Method of recycling aluminum scrap into sheet material for aluminum containers
Abstract
A composition and method whereby aluminum scrap, including consumer scrap, is recycled into aluminum sheet and aluminum containers. Aluminum scrap is melted in a heated furnace to form a melt composition. The melt is adjusted to form the present composition, consisting essentially of silicon, 0.1-1.0%; iron 0.1-0.9%; manganese 0.4-1.0%; magnesium 1.3-2.5%; copper 0.05-0.4%; and titanium, 0-0.2%, the balance being essentially aluminum. Aluminum scrap comprising consumer scrap, plant scrap, and can making scrap is heated to form the melt composition, which requires a minimum amount of adjustment to arrive at the present alloy composition. The composition is then cast and fabricated into sheet having strength and formability properties making it suitable for container manufacture. Container manufacture according to the process and composition of the present invention comprises drawn-and-ironed can body manufacture and easy-opening end manufacture. Sheet fabrication according to the present invention comprises direct chill casting, scalping, preheating, hot breakdown rolling, continuous hot rolling, annealing, cold rolling and shearing. Sheet manufacture may also comprise continuous strip casting and solution heat treatment.
Claims
exact text as granted — not AI-modifiedWhat is claimed is:
1. A process of manufacturing comprising: (a) providing a supply of aluminum alloy consumer scrap; (b) melting said aluminum alloy consumer scrap in a heated furnace to form a melt composition; (c) adjusting the melt composition to a composition within a range of 1.3-2.5% magnesium and 0.4-1.0% maganese, with between 0.15-1.0% silicon, wherein said manganese and magnesium are present in a total concentration of 2.0-3.3% and a ratio of magnesium to manganese of between 1.4:1 and 4.4:1 from about 0.1% to 0.9% iron and from about 0.05% to 0.4% copper; (d) treating the composition to remove materials which would impair casting and quality of finished sheet; (e) casting the composition; and (f) fabricating the composition into aluminum alloy sheet suitable for manufacturing aluminum containers.
2. The process of claim 1 wherein said adjusting comprises the addition of at least 40% scrap.
3. The process of claim 1 wherein said adjusting comprises the addition of less than 25% unalloyed aluminum.
4. The process of claim 1 further comprising the steps of: reducing the consumer scrap to shreds; and delacquering said consumer scrap at a pyrolysis temperature in a delacquering furnace.
* * * *
_Required actions_
**1.** Reproduce the aluminum recycling patent starting at "2. The process" and ending at "25% unalloyed aluminum.", changing "unalloyed aluminum" to "primary aluminum".
**2.** In the aluminum recycling patent's abstract, what percentage range of magnesium does the composition contain?
**3.** Condense the paragraph of the aluminum recycling patent that begins "A composition and method whereby" into a short bulleted list that keeps its main facts.
The records that come after this point have no connection to the aluminum recycling patent.
* * * *
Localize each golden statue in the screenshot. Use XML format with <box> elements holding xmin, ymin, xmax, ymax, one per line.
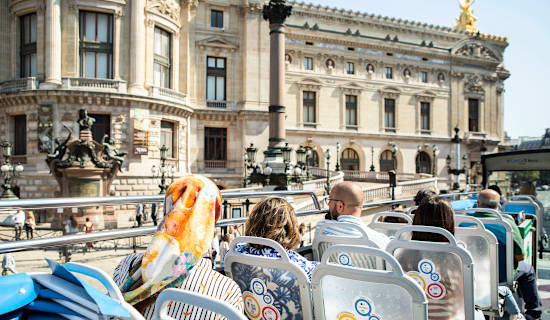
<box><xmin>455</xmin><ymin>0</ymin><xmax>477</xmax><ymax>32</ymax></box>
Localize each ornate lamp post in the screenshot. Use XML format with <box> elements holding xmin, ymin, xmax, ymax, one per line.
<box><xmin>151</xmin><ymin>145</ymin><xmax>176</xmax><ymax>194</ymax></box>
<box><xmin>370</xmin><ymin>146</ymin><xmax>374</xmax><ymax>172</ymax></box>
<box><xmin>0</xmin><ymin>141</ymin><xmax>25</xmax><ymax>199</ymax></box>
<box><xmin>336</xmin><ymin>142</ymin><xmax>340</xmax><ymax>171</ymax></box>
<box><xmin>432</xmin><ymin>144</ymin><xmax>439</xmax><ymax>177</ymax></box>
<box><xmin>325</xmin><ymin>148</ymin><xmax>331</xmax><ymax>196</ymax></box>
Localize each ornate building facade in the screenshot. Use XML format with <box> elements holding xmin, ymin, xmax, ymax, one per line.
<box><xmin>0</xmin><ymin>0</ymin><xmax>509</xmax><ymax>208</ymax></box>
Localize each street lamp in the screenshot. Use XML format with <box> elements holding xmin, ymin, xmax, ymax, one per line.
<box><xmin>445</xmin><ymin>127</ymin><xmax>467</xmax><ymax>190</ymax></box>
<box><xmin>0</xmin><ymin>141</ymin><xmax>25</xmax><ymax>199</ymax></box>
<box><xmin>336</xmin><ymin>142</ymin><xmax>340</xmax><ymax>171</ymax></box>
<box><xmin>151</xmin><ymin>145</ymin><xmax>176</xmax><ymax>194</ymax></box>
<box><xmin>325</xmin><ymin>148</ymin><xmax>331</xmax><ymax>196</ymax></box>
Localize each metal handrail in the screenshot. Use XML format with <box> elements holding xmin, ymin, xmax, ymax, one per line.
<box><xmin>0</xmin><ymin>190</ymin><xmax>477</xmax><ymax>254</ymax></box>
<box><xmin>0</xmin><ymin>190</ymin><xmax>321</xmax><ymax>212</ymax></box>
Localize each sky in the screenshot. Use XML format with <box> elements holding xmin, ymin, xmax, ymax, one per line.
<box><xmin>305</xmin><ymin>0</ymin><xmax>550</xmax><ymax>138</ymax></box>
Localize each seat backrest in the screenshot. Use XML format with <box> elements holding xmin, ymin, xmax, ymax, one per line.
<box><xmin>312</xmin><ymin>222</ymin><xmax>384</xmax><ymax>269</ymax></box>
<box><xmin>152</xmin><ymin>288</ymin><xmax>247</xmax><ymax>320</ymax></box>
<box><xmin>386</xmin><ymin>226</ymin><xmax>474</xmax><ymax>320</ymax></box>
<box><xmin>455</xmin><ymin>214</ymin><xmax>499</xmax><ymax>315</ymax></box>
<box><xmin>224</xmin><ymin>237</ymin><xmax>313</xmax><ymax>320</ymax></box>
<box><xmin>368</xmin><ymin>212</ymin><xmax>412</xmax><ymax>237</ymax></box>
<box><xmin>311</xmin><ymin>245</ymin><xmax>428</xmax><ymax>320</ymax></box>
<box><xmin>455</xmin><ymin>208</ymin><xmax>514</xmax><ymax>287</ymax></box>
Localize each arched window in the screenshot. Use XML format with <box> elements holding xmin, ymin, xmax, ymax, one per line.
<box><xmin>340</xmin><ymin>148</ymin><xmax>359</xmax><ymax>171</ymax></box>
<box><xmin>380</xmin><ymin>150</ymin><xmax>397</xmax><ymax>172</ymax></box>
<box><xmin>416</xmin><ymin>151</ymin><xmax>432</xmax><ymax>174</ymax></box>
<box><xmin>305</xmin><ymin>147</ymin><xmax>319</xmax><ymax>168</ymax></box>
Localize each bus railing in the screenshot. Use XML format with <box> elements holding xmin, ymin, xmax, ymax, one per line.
* * * *
_Full answers_
**1.**
2. The process of claim 1 wherein said adjusting comprises the addition of at least 40% scrap.
3. The process of claim 1 wherein said adjusting comprises the addition of less than 25% primary aluminum.

**2.** 1.3-2.5%

**3.**
- Aluminum scrap, including consumer, plant and can making scrap, is recycled into aluminum sheet and containers.
- The scrap is melted in a heated furnace, and the melt needs only minimal adjustment to reach the alloy composition.
- The composition consists essentially of silicon 0.1-1.0%, iron 0.1-0.9%, manganese 0.4-1.0%, magnesium 1.3-2.5%, copper 0.05-0.4% and titanium 0-0.2%, with the balance essentially aluminum.
- The alloy is cast and fabricated into sheet strong and formable enough for container manufacture.
- Container manufacture covers drawn-and-ironed can bodies and easy-opening ends.
- Sheet fabrication comprises direct chill casting, scalping, preheating, hot breakdown rolling, continuous hot rolling, annealing, cold rolling and shearing. It may also comprise continuous strip casting and solution heat treatment.